═══ MATERIALS PROVIDED ═══
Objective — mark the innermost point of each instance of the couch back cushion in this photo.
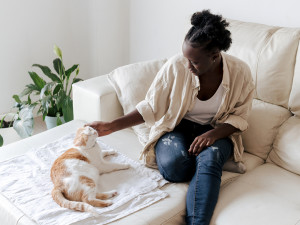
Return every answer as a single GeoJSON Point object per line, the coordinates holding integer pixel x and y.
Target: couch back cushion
{"type": "Point", "coordinates": [131, 83]}
{"type": "Point", "coordinates": [286, 147]}
{"type": "Point", "coordinates": [264, 121]}
{"type": "Point", "coordinates": [271, 54]}
{"type": "Point", "coordinates": [294, 103]}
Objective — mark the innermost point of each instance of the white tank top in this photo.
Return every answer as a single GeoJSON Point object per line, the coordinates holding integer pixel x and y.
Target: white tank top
{"type": "Point", "coordinates": [204, 111]}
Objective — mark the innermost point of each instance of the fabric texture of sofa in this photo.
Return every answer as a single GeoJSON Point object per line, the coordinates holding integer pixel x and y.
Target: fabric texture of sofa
{"type": "Point", "coordinates": [267, 193]}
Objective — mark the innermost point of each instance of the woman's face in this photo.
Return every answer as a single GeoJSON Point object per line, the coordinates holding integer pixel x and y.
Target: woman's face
{"type": "Point", "coordinates": [200, 61]}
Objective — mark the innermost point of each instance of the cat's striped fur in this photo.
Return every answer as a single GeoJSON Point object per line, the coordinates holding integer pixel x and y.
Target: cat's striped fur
{"type": "Point", "coordinates": [75, 174]}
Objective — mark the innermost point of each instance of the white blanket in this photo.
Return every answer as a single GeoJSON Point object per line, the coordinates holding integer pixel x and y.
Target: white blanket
{"type": "Point", "coordinates": [25, 181]}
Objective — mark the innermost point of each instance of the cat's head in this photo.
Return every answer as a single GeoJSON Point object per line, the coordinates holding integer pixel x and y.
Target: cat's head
{"type": "Point", "coordinates": [85, 137]}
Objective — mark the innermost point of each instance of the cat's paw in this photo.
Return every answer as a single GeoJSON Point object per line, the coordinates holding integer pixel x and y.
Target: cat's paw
{"type": "Point", "coordinates": [109, 152]}
{"type": "Point", "coordinates": [112, 193]}
{"type": "Point", "coordinates": [126, 166]}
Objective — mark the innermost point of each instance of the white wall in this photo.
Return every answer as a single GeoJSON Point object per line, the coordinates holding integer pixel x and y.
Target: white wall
{"type": "Point", "coordinates": [157, 27]}
{"type": "Point", "coordinates": [101, 35]}
{"type": "Point", "coordinates": [92, 33]}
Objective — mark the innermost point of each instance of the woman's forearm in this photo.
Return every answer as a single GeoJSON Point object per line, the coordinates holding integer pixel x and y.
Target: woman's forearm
{"type": "Point", "coordinates": [224, 131]}
{"type": "Point", "coordinates": [131, 119]}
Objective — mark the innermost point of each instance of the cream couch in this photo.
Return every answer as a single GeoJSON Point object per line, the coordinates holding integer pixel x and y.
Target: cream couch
{"type": "Point", "coordinates": [267, 193]}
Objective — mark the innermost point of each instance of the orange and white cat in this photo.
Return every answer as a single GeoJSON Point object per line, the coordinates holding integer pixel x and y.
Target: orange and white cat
{"type": "Point", "coordinates": [75, 174]}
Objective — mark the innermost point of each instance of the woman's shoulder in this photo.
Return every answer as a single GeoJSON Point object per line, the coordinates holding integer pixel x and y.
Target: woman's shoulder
{"type": "Point", "coordinates": [177, 61]}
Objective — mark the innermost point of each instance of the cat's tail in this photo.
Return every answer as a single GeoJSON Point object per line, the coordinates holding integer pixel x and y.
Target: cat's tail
{"type": "Point", "coordinates": [60, 199]}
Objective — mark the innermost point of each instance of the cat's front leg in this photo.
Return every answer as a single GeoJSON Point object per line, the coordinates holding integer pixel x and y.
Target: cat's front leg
{"type": "Point", "coordinates": [108, 167]}
{"type": "Point", "coordinates": [108, 152]}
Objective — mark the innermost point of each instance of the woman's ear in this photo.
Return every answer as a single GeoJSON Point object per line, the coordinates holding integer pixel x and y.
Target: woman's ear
{"type": "Point", "coordinates": [80, 140]}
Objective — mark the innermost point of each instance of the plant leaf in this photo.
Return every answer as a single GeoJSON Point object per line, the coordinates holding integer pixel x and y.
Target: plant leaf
{"type": "Point", "coordinates": [39, 82]}
{"type": "Point", "coordinates": [57, 51]}
{"type": "Point", "coordinates": [47, 71]}
{"type": "Point", "coordinates": [24, 126]}
{"type": "Point", "coordinates": [67, 109]}
{"type": "Point", "coordinates": [46, 89]}
{"type": "Point", "coordinates": [58, 120]}
{"type": "Point", "coordinates": [71, 70]}
{"type": "Point", "coordinates": [76, 80]}
{"type": "Point", "coordinates": [57, 64]}
{"type": "Point", "coordinates": [17, 98]}
{"type": "Point", "coordinates": [29, 89]}
{"type": "Point", "coordinates": [1, 141]}
{"type": "Point", "coordinates": [57, 89]}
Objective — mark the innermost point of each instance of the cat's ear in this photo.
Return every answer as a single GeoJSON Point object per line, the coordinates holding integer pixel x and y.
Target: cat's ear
═══
## WHAT IS BEING ASKED
Make an exact copy of the data, leaving its pictures out.

## TASK RESPONSE
Objective — mark the innermost point of each instance of the couch back cushion in this photo.
Return every answer as a single GeoJSON Point object per line, the coordinates holding integer pixel x and y.
Target: couch back cushion
{"type": "Point", "coordinates": [131, 83]}
{"type": "Point", "coordinates": [286, 147]}
{"type": "Point", "coordinates": [264, 121]}
{"type": "Point", "coordinates": [271, 54]}
{"type": "Point", "coordinates": [294, 103]}
Objective — mark the innermost point of each instance of the white tank top in this photo.
Return every answer as a single GeoJSON Point object per line, the coordinates holding integer pixel x and y.
Target: white tank top
{"type": "Point", "coordinates": [204, 111]}
Objective — mark the innermost point of each instance of the fabric texture of sofa in this photo.
Return every answer as a single GeoJSON Point object per line, the coordinates holding integer pixel x and y.
Target: fabric texture of sofa
{"type": "Point", "coordinates": [267, 193]}
Objective — mark the innermost point of each instance of the woman's face in this photo.
Return every answer as a single GeoJSON Point object per line, the coordinates holding integer pixel x and y.
Target: woman's face
{"type": "Point", "coordinates": [200, 61]}
Objective — mark the innermost point of each instance of the cat's striped fur in this photo.
Return every answer as a single GeoJSON Point object per line, the coordinates holding integer pixel x and y.
Target: cat's striped fur
{"type": "Point", "coordinates": [75, 174]}
Objective — mark the innermost point of each instance of the white blanket in this photo.
Return every answer as a single GeoJSON Point object per line, the coordinates holding integer pixel x and y.
Target: white blanket
{"type": "Point", "coordinates": [25, 181]}
Objective — mark the innermost point of each instance of the cat's head in this photo.
Return every answer as a single GeoJSON Point object per line, the coordinates holding integer pixel x and y.
Target: cat's head
{"type": "Point", "coordinates": [85, 137]}
Objective — mark the innermost point of each instance of the cat's paw in this photo.
Return every answer as a single GeoJSON Point object per line, the coordinates holding integer pixel x and y.
Target: cat's paw
{"type": "Point", "coordinates": [109, 152]}
{"type": "Point", "coordinates": [112, 193]}
{"type": "Point", "coordinates": [126, 166]}
Objective — mark the innermost point of each instance of the white wall in this photo.
Return every answer as a single GeoJSON Point object per line, the coordinates holding integer pixel x and y.
Target: white wall
{"type": "Point", "coordinates": [157, 27]}
{"type": "Point", "coordinates": [101, 35]}
{"type": "Point", "coordinates": [92, 33]}
Objective — mark the innermost point of each instance of the woman's forearm in this photo.
Return every answer as a single GeoJSON Point object per line, the coordinates holding integer pixel x and y.
Target: woman's forearm
{"type": "Point", "coordinates": [224, 131]}
{"type": "Point", "coordinates": [131, 119]}
Objective — mark the innermost point of each instance of the cream couch in this photo.
Return every answer as a single GeoJSON Point object per line, the coordinates holding integer pixel x and y.
Target: cream couch
{"type": "Point", "coordinates": [267, 193]}
Objective — mark the innermost point of each instance of the orange and white cat in this photo.
Return every answer as a single GeoJSON Point object per line, the coordinates holding integer pixel x and y.
Target: orange and white cat
{"type": "Point", "coordinates": [75, 174]}
Objective — mark the innermost point of each instance of the woman's shoulder in this photo.
Return every answer as a single GeoJSON Point object per line, the coordinates holding integer pixel x and y.
Target: woman's shoulder
{"type": "Point", "coordinates": [177, 61]}
Objective — mark the innermost point of each instance of the cat's tail in this photo.
Return every answer as a single GeoJSON Point object per line, the coordinates holding integer pixel x and y.
Target: cat's tail
{"type": "Point", "coordinates": [60, 199]}
Objective — mark the innermost point of each instance of the cat's front leg in this photo.
Return every answer as a single GeoJSON Point object per line, the coordinates holding integer pixel x and y.
Target: cat's front leg
{"type": "Point", "coordinates": [108, 167]}
{"type": "Point", "coordinates": [108, 152]}
Objective — mark the innermost point of each instance of the woman's ear in this photo.
Return every answer as a single GeoJSON Point object per line, the coordinates holding integer pixel x and y.
Target: woman's ear
{"type": "Point", "coordinates": [80, 140]}
Objective — mark the innermost point of each instance of the plant leaf in this photo.
Return every answer as a single GeoJSON Point object per line, the coordinates holding integer pixel x and y.
Target: plant leaf
{"type": "Point", "coordinates": [39, 82]}
{"type": "Point", "coordinates": [57, 51]}
{"type": "Point", "coordinates": [47, 71]}
{"type": "Point", "coordinates": [24, 126]}
{"type": "Point", "coordinates": [67, 109]}
{"type": "Point", "coordinates": [46, 89]}
{"type": "Point", "coordinates": [58, 120]}
{"type": "Point", "coordinates": [71, 70]}
{"type": "Point", "coordinates": [76, 80]}
{"type": "Point", "coordinates": [57, 64]}
{"type": "Point", "coordinates": [17, 98]}
{"type": "Point", "coordinates": [29, 89]}
{"type": "Point", "coordinates": [1, 141]}
{"type": "Point", "coordinates": [57, 89]}
Objective — mark the innermost point of each instance of the cat's ear in this photo.
Return every answer as a single GeoJSON Point object per line, the coordinates holding integer pixel x and y.
Target: cat's ear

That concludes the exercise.